-- start of Materials provided --

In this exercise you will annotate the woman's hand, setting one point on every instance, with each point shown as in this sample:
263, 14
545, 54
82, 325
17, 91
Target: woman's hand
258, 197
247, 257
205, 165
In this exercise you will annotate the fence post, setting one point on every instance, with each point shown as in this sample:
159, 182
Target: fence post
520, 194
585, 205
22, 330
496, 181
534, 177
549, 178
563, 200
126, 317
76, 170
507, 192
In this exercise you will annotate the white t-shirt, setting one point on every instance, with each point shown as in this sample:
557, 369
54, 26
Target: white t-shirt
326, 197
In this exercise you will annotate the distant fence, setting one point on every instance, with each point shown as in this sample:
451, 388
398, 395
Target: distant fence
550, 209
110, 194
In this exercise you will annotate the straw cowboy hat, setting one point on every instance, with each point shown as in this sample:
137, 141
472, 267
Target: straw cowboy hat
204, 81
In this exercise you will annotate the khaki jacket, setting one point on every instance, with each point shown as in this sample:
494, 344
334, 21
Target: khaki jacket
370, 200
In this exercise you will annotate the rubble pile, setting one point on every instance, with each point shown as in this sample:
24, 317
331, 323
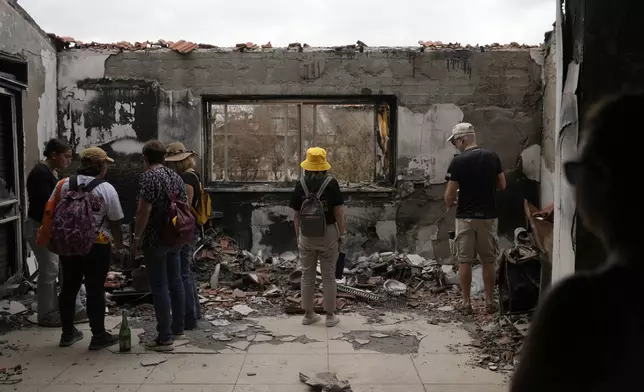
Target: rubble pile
500, 342
230, 277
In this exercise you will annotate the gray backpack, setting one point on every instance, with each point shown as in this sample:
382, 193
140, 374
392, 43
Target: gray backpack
312, 218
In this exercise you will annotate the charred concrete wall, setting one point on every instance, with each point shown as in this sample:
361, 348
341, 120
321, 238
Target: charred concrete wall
21, 36
549, 77
119, 100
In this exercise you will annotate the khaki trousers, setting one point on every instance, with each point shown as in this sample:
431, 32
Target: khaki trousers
326, 249
476, 237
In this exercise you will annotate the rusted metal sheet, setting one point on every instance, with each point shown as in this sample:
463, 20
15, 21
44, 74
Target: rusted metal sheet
183, 46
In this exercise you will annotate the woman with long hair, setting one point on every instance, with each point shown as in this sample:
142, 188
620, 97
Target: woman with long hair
41, 182
325, 244
183, 161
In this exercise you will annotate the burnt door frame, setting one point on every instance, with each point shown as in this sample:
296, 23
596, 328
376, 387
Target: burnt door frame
16, 219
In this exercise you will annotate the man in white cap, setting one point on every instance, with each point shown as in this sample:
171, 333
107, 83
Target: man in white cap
474, 176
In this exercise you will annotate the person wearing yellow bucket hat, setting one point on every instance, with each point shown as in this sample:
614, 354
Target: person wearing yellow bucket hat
320, 231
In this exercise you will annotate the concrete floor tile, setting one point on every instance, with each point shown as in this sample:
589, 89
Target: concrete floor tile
374, 369
272, 388
198, 369
388, 388
453, 369
281, 369
292, 326
105, 368
289, 348
348, 323
190, 349
444, 340
344, 347
465, 388
187, 388
93, 388
39, 365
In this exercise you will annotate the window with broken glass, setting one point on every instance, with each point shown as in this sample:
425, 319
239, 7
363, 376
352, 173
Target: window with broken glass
265, 142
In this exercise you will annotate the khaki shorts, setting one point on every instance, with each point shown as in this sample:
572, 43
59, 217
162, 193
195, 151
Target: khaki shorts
476, 236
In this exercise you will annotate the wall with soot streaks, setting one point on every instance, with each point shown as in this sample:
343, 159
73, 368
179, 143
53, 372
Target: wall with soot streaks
104, 95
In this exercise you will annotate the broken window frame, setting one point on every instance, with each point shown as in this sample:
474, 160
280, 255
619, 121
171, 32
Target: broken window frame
384, 111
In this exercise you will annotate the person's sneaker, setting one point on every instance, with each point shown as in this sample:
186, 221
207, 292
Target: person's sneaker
158, 345
311, 319
81, 316
51, 320
67, 340
332, 320
103, 341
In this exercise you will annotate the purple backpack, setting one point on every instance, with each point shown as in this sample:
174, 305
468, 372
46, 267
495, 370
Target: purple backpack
74, 229
179, 226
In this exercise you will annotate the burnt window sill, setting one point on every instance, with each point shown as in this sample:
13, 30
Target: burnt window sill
276, 188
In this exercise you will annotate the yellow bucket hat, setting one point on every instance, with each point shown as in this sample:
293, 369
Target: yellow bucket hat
315, 160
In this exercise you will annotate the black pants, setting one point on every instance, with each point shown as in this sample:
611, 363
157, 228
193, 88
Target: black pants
94, 267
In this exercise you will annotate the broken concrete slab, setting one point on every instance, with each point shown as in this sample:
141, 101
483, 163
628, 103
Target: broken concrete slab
327, 382
220, 323
222, 337
244, 310
241, 345
262, 338
12, 307
152, 361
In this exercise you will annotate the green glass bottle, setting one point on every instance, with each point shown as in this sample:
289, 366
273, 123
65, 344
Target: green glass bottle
125, 335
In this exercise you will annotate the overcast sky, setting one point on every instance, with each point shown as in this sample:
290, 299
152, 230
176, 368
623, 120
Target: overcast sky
316, 22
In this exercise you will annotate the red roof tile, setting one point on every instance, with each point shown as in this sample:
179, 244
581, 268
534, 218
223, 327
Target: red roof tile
183, 46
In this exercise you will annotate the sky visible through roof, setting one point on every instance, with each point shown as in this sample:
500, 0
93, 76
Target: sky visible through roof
319, 23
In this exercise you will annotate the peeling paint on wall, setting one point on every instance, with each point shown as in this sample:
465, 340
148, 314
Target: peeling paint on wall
47, 102
531, 162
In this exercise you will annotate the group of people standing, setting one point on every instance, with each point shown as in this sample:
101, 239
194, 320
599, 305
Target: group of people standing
169, 178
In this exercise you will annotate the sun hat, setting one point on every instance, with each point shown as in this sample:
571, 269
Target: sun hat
177, 152
315, 160
461, 129
95, 154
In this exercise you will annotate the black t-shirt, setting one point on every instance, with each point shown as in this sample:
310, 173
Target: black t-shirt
191, 178
588, 333
476, 170
41, 183
331, 197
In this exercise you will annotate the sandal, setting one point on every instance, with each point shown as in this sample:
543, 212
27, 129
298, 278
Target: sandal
465, 309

-- end of Materials provided --

• _Stated problem_:
Copy every line of the listing above word for word, but leave out the pictures.

• _Response to the exercise_:
In this exercise you will annotate the woman's hand, setting one point on every instance, with each point shown as in this sample:
263, 14
545, 54
82, 325
17, 91
Target: woman's hand
258, 197
247, 257
205, 165
In this exercise you will annotate the fence post, setting one point on every instance, with each point shown as in this sample:
159, 182
Target: fence post
520, 194
585, 205
22, 330
496, 181
534, 177
549, 178
563, 200
126, 317
76, 170
507, 192
In this exercise you will annotate the white t-shirt, setting one point on every instance, with each point shown as in this sample:
557, 369
54, 26
Target: white t-shirt
326, 197
In this exercise you will annotate the distant fence, setting one point on every instance, with each point shown as in this sample:
451, 388
398, 395
Target: distant fence
550, 209
110, 194
In this exercise you will annotate the straw cowboy hat, setting one point on every instance, with each point shown as in this sample:
137, 141
472, 267
Target: straw cowboy hat
204, 81
In this exercise you will annotate the khaki jacket, setting one point on every instance, with each point shown as in this sample:
494, 344
334, 21
Target: khaki jacket
370, 200
In this exercise you will annotate the rubble pile, setting one point on every instance, with each point shown as in this sample:
24, 317
331, 323
Target: rubble pile
500, 342
230, 277
In this exercise you will annotate the gray backpack, setting one point on every instance, with each point shown as in this sample:
382, 193
140, 374
392, 43
Target: gray backpack
312, 218
In this exercise you will annotate the charred concrete wall, setting one point on every instance, with each point shown as in this sample:
361, 348
341, 120
321, 238
Target: charred concrete wall
21, 36
549, 77
119, 100
In this exercise you will annotate the khaki trousers, setting one point on every instance, with each point shown as in this sample:
431, 32
Target: khaki trousers
326, 249
476, 237
In this exercise you will annotate the rusted metal sheet, setting one point on every instance, with each point shown as in this sample:
463, 20
15, 21
44, 74
Target: rusted metal sheet
183, 46
In this exercise you will annotate the woman with long hair, setting one point on every instance, with each point shown as in this sample:
142, 188
620, 97
Target: woman with long hair
41, 182
325, 244
183, 161
In this exercise you will annotate the burnt door frame, setting one point on every instance, with each point shown as in this sample:
296, 23
596, 328
376, 387
Target: burnt door frame
16, 219
In this exercise you will annotate the man in white cap, setting one point on every instance, with each point shown as in this sample:
171, 333
107, 83
Target: man in white cap
474, 176
In this exercise you will annotate the person wearing yellow bucket hat, setting one point on every instance, with each point shown as in this sample:
614, 354
Target: person wearing yellow bucket hat
320, 231
In this exercise you will annotate the concrete floor tile, setting one point on every instance, with each point shown as in this sample:
589, 89
Target: concrete floor tile
374, 369
272, 388
198, 369
388, 388
453, 369
281, 369
292, 326
105, 368
289, 348
348, 323
190, 349
444, 340
344, 347
465, 388
187, 388
93, 388
39, 365
In this exercise you will annotate the window with broken glass, setting one point on every instance, with each point shown as in this sample:
425, 319
239, 7
363, 376
352, 173
Target: window with broken glass
265, 142
In this exercise you will annotate the khaki shorts, setting one point on every instance, with each point shown as in this sample:
572, 43
59, 217
162, 193
195, 151
Target: khaki shorts
476, 236
In this exercise you will annotate the wall with soot streaks, setting one point on every instance, with each point shown as in this sample:
343, 159
73, 368
179, 143
53, 372
Target: wall with soot streaks
104, 95
In this exercise you will annotate the broken window frame, setting one point on every instance, with each point shown as in this sample:
474, 160
280, 255
619, 121
171, 32
Target: broken window frame
384, 111
In this exercise you will annotate the person's sneaker, setting one point on every instance, with each point shown as in this sample:
186, 221
207, 292
Target: person's sneaker
158, 345
311, 319
81, 316
51, 320
67, 340
332, 320
103, 341
In this exercise you will annotate the purple backpack, setting one point on every instance, with each point shown as in this sample:
174, 305
468, 372
46, 267
495, 370
Target: purple backpack
74, 229
179, 226
In this exercise you will annotate the burnt window sill, setting one point on every instance, with each point shown as in this sample:
13, 30
Target: burnt window sill
276, 188
In this exercise you will annotate the yellow bucket hat, setting one point on every instance, with each point shown as in this sample:
293, 369
Target: yellow bucket hat
315, 160
In this exercise you will annotate the black pants, setting one point on every instance, with each point shown as in this sample:
611, 363
157, 228
193, 88
Target: black pants
94, 267
In this exercise you will annotate the broken concrete slab, setting one point on every instance, with each point shown as in this sample:
141, 101
483, 163
628, 103
Target: broken concrete slab
327, 382
220, 323
222, 337
244, 310
241, 345
262, 338
12, 307
152, 361
In this exercise you will annotate the green glass bottle, setting one point on every instance, with each point shown as in this sample:
289, 366
273, 123
65, 344
Target: green glass bottle
125, 335
In this exercise you will annotate the overcast sky, setting one point on every instance, with each point shown as in this sample:
290, 299
152, 230
176, 368
623, 120
Target: overcast sky
316, 22
In this exercise you will annotate the red roof tile, setting one point on every instance, with each point shown as in this sample:
179, 244
581, 268
534, 218
223, 327
Target: red roof tile
183, 46
In this exercise you will annotate the sky visible through roof, setting one point on every instance, with each point shown as in this sample:
500, 0
93, 76
Target: sky visible through roof
319, 23
In this exercise you will annotate the peeling paint on wall, setting one point on every instance, with each point shown as in this sample:
465, 340
148, 314
Target: peeling paint on wall
47, 102
531, 162
In this exercise you will annotate the group of people standing, setting one point on every instance, with each point shown as in this sample:
101, 239
194, 320
599, 305
Target: group of people standing
169, 178
In this exercise you will annotate the sun hat, setting one point on every instance, with each point shown as in this sample:
571, 269
Target: sun hat
177, 152
315, 160
461, 129
95, 154
In this exercise you will annotate the black t-shirt, setting one point on every instance, with each point shown as in this sample:
310, 173
Target: black t-shirt
191, 178
588, 333
476, 170
41, 183
331, 197
In this exercise you will annotate the sandal, setting one point on every instance, with each point shown as in this sample:
543, 212
27, 129
298, 278
Target: sandal
465, 309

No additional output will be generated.